• [TASK 1]: In the Wi-Fi connection article, who looks at solutions to dropped or lost Wi-Fi connections?
• [TASK 2]: Continue the Wi-Fi connection article from its last sentence.

• [EXCERPTED TEXT]:
• • • •
Wi-Fi connection

Does your Wi-Fi connection keep dropping whilst working from home?

There often seems to be no reason behind Wi-Fi connections that randomly drop off or weaken. However, there are actually several common scenarios where an otherwise strong Wi-Fi connection can become unreachable. When that happens, there are a few things you can try to get your Wi-Fi back up and running again in no time.

Harriet Meyer a contributor for forbes.com takes a look at some solutions to dropped or lost Wi-Fi connections.

Insufficient Wi-Fi network range and power

Your wireless access point is going to reach only so far. When you’re accessing the internet on the outer edges of the range limit, you’ll notice the Wi-Fi connection start and stop, probably over and over. Of course, as you move even further away from the router or modem delivering the Wi-Fi, your connection will stop permanently.
• • • •
Dataset rows:
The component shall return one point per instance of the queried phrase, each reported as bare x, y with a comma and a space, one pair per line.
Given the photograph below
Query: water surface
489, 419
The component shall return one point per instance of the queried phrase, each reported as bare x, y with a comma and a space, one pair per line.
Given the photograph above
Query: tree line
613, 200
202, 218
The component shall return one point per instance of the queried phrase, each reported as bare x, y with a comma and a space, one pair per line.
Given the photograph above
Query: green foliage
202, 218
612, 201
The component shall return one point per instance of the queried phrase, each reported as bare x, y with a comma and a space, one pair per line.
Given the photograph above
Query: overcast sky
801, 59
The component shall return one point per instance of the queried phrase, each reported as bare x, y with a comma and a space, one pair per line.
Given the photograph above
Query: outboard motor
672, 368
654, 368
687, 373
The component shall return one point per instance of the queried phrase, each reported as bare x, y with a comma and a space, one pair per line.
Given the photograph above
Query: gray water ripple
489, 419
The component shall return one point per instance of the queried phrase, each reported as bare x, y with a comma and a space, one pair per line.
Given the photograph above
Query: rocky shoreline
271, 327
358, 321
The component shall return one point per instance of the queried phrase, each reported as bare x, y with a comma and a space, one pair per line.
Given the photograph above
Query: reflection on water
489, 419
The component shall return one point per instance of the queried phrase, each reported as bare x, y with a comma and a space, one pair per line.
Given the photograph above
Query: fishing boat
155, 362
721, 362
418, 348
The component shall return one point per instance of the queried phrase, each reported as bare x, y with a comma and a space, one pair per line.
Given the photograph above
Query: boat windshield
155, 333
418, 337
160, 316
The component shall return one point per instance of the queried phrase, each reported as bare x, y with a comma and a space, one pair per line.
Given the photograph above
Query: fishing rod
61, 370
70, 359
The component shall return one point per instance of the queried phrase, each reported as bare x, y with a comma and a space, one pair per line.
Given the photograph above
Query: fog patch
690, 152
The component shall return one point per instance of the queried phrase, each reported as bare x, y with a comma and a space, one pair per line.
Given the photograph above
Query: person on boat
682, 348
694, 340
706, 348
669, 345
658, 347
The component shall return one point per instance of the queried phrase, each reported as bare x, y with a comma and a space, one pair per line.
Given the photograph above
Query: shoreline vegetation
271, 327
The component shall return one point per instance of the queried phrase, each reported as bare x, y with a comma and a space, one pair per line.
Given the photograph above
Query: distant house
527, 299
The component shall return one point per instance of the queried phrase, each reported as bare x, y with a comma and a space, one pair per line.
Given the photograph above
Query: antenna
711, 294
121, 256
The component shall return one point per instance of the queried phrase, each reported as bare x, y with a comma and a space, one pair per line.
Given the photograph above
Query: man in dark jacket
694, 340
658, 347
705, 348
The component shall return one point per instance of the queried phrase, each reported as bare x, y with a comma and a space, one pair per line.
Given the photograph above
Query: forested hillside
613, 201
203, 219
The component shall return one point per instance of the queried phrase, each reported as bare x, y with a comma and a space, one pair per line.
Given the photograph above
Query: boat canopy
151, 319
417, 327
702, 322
• • • •
• [RESPONSE 1]: Harriet Meyer, a contributor for forbes.com.

• [RESPONSE 2]:
You might be suffering from weak Wi-Fi access if your router is buried in a closet. It may be stuck in the corner of your basement, three rooms away, or is simply old or nearly broken. The solution might be as simple as moving closer to the router or moving the router closer to you. As you lessen the distance between the router and your device, you strengthen the odds of a good connection.

If you’re on a wireless device like a phone or tablet, it’s easy to move where the Wi-Fi strength is the strongest. On the other hand, relocating your computer or other gear isn’t always a practical solution.

Another option for improving Wi-Fi strength is to consider an antenna upgrade on your access point or on your computer, if possible. Similarly, mesh networks and range extenders are other common solutions to Wi-Fi range problems — but you don’t need both.

Wi-Fi connection

When a wireless device is experiencing an intermittent connection, it can be quite frustrating.
You want to fix it as quickly as possible so you can continue to work.

Wi-Fi connection radio interference

Radio signals from various consumer electronic products around your house can interfere with Wi-Fi network signals. For example, cordless phones, Bluetooth devices. As well as garage door openers and microwaves can each take down a Wi-Fi network connection when they’re powered on.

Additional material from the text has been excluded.